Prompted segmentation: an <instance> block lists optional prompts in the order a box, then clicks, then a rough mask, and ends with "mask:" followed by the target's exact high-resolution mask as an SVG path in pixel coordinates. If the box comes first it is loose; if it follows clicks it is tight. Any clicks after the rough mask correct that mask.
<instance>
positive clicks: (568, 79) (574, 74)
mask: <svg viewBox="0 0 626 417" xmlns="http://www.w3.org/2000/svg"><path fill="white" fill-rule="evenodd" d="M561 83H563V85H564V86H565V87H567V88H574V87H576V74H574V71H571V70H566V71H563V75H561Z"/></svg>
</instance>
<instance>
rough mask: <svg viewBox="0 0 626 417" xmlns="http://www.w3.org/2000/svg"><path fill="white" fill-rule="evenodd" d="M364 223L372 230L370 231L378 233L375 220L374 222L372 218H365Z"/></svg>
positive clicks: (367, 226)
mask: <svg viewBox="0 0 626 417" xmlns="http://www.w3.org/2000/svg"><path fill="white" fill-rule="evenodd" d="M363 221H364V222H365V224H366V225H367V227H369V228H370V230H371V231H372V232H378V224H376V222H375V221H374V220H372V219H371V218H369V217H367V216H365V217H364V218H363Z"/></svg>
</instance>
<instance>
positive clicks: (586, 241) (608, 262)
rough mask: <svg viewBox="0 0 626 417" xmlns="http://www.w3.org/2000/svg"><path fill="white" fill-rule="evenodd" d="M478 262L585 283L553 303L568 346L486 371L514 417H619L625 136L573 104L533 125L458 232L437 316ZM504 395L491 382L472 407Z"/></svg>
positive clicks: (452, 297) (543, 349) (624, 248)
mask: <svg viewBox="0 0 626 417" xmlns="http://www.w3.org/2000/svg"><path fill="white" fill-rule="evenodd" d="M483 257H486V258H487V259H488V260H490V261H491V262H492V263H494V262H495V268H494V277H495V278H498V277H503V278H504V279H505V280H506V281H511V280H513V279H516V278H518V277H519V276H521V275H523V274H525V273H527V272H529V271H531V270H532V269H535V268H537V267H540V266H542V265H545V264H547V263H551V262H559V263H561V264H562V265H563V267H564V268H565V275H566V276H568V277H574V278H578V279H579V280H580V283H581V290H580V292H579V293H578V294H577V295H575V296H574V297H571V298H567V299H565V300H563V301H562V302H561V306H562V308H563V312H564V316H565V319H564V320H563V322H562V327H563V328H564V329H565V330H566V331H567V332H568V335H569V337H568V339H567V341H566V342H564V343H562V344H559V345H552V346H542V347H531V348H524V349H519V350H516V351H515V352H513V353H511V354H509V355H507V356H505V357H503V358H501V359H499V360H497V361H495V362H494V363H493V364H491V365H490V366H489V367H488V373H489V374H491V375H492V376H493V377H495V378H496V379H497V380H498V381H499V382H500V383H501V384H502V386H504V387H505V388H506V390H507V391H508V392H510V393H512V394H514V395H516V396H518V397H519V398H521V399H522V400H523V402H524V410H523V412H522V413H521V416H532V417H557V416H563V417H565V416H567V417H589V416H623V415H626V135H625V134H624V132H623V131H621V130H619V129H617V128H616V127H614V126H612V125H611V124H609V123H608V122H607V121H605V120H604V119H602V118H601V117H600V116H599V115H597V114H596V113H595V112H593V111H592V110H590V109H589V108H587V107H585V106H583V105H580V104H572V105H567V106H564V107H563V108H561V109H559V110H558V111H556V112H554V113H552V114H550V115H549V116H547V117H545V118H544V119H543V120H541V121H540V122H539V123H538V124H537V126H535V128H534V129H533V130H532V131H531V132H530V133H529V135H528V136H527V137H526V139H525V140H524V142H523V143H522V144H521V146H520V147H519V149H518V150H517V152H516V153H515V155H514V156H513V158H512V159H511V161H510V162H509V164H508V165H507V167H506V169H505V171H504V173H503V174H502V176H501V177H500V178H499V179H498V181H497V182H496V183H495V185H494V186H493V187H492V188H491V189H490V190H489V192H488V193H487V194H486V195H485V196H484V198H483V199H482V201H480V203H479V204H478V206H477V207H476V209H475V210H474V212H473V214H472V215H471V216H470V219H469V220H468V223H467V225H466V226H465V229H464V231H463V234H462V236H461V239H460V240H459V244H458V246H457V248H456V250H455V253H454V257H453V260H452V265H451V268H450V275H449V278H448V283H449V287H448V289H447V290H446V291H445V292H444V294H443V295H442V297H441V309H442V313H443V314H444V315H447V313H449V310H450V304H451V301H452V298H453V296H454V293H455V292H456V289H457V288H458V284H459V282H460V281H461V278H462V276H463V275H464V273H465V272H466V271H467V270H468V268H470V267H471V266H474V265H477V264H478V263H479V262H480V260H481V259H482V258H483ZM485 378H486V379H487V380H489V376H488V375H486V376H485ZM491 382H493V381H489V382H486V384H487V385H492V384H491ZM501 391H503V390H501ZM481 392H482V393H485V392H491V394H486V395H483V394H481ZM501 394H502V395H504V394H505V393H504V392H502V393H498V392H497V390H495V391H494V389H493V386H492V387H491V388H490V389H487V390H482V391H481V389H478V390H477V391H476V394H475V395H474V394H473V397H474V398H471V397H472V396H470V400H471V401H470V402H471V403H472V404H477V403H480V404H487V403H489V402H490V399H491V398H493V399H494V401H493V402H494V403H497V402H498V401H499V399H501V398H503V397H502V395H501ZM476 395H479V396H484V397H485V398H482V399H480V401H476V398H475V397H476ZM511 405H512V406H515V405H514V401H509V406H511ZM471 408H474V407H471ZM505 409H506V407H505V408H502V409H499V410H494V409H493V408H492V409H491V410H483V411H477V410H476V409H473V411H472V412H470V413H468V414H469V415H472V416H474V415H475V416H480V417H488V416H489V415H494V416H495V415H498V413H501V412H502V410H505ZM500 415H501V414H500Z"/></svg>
····················
Exercise details. I need all of the records above retyped exactly, please.

Completed task.
Prompted segmentation: an <instance> block lists optional prompts in the order a box, then clicks, then a rough mask, and ends with "mask:" followed by the target's exact high-resolution mask as an SVG path in pixel coordinates. If the box comes first it is loose; if it follows clicks it is tight. Any clicks after the rough mask correct that mask.
<instance>
positive clicks: (568, 79) (574, 74)
mask: <svg viewBox="0 0 626 417" xmlns="http://www.w3.org/2000/svg"><path fill="white" fill-rule="evenodd" d="M561 83H563V85H564V86H565V87H567V88H574V87H576V74H574V71H571V70H566V71H563V75H561Z"/></svg>
</instance>
<instance>
rough mask: <svg viewBox="0 0 626 417" xmlns="http://www.w3.org/2000/svg"><path fill="white" fill-rule="evenodd" d="M364 223L372 230L370 231L378 233L375 220L374 222L372 218H365Z"/></svg>
positive clicks: (367, 226)
mask: <svg viewBox="0 0 626 417" xmlns="http://www.w3.org/2000/svg"><path fill="white" fill-rule="evenodd" d="M363 221H364V222H365V224H366V225H367V227H369V228H370V230H371V231H372V232H378V224H376V222H375V221H374V220H372V219H371V218H369V217H367V216H365V217H364V218H363Z"/></svg>
</instance>
<instance>
positive clicks: (586, 241) (608, 262)
rough mask: <svg viewBox="0 0 626 417" xmlns="http://www.w3.org/2000/svg"><path fill="white" fill-rule="evenodd" d="M478 262L585 283L553 303L568 346L486 371L514 417H619L625 136L573 104L533 125L458 232L437 316ZM504 395L491 382L472 407Z"/></svg>
positive clicks: (452, 297) (543, 349) (624, 248)
mask: <svg viewBox="0 0 626 417" xmlns="http://www.w3.org/2000/svg"><path fill="white" fill-rule="evenodd" d="M483 257H486V258H487V259H488V260H490V261H491V262H492V263H494V262H495V268H494V277H495V278H498V277H503V278H504V279H505V280H506V281H511V280H513V279H516V278H518V277H519V276H521V275H523V274H525V273H527V272H529V271H531V270H532V269H535V268H537V267H540V266H542V265H545V264H547V263H551V262H559V263H561V264H562V265H563V267H564V268H565V275H566V276H568V277H574V278H578V279H579V280H580V283H581V290H580V292H579V293H578V294H577V295H575V296H574V297H571V298H567V299H565V300H563V301H562V302H561V306H562V308H563V312H564V316H565V319H564V320H563V322H562V327H563V328H564V329H565V330H566V331H567V332H568V335H569V337H568V339H567V341H566V342H564V343H562V344H559V345H552V346H542V347H531V348H524V349H519V350H516V351H515V352H513V353H511V354H509V355H507V356H505V357H503V358H501V359H499V360H497V361H495V362H494V363H493V364H491V365H490V366H489V367H488V373H489V374H491V375H492V376H493V377H495V378H496V379H497V380H498V381H499V382H500V383H501V384H502V386H504V387H505V388H506V390H507V391H508V392H510V393H512V394H514V395H516V396H518V397H519V398H521V399H522V400H523V402H524V410H523V412H522V413H521V416H532V417H557V416H563V417H565V416H567V417H589V416H623V415H626V135H625V134H624V132H623V131H621V130H619V129H617V128H616V127H614V126H612V125H611V124H609V123H608V122H607V121H605V120H604V119H602V118H601V117H600V116H599V115H597V114H596V113H595V112H593V111H592V110H590V109H589V108H587V107H585V106H583V105H580V104H572V105H567V106H564V107H563V108H561V109H559V110H558V111H556V112H554V113H552V114H550V115H549V116H547V117H545V118H544V119H543V120H541V121H540V122H539V123H538V124H537V126H535V128H534V129H533V130H532V131H531V132H530V133H529V135H528V136H527V137H526V139H525V140H524V142H523V143H522V144H521V146H520V147H519V149H518V150H517V152H516V153H515V155H514V156H513V158H512V159H511V161H510V162H509V164H508V165H507V167H506V169H505V171H504V173H503V174H502V176H501V177H500V178H499V179H498V181H497V182H496V183H495V185H494V186H493V187H492V188H491V189H490V190H489V192H488V193H487V194H486V195H485V196H484V198H483V199H482V201H480V203H479V204H478V206H477V207H476V209H475V210H474V212H473V214H472V215H471V216H470V219H469V220H468V223H467V225H466V226H465V229H464V231H463V234H462V236H461V239H460V240H459V244H458V246H457V248H456V250H455V253H454V257H453V260H452V265H451V268H450V275H449V278H448V283H449V287H448V289H447V290H446V291H445V292H444V294H443V295H442V297H441V309H442V313H443V314H444V315H447V313H449V310H450V304H451V301H452V298H453V296H454V293H455V292H456V289H457V288H458V284H459V282H460V281H461V278H462V276H463V275H464V273H465V272H466V271H467V270H468V268H470V267H471V266H474V265H477V264H478V263H479V262H480V260H481V259H482V258H483ZM485 378H486V379H487V380H489V376H488V375H486V376H485ZM491 382H493V381H489V382H486V384H487V385H492V384H491ZM501 391H503V390H501ZM481 392H482V393H485V392H491V394H486V395H483V394H481ZM501 394H502V395H504V394H505V393H504V392H502V393H498V392H497V390H495V391H494V389H493V386H492V387H491V388H490V389H487V390H482V391H481V389H478V390H477V391H476V394H475V395H474V394H473V397H474V398H471V397H472V396H470V400H471V401H470V402H471V403H472V404H477V403H480V404H487V403H489V402H490V399H491V398H493V399H494V401H493V402H494V403H497V402H498V401H499V399H501V398H503V397H502V395H501ZM476 395H479V396H484V397H485V398H482V399H480V401H476V398H475V397H476ZM511 405H512V406H515V405H514V401H509V406H511ZM471 408H474V407H471ZM505 409H506V407H505V408H502V409H499V410H494V409H493V408H492V409H491V410H483V411H477V410H476V409H473V411H472V412H470V413H468V414H469V415H472V416H474V415H475V416H480V417H488V416H489V415H494V416H495V415H498V413H501V412H502V410H505ZM500 415H501V414H500Z"/></svg>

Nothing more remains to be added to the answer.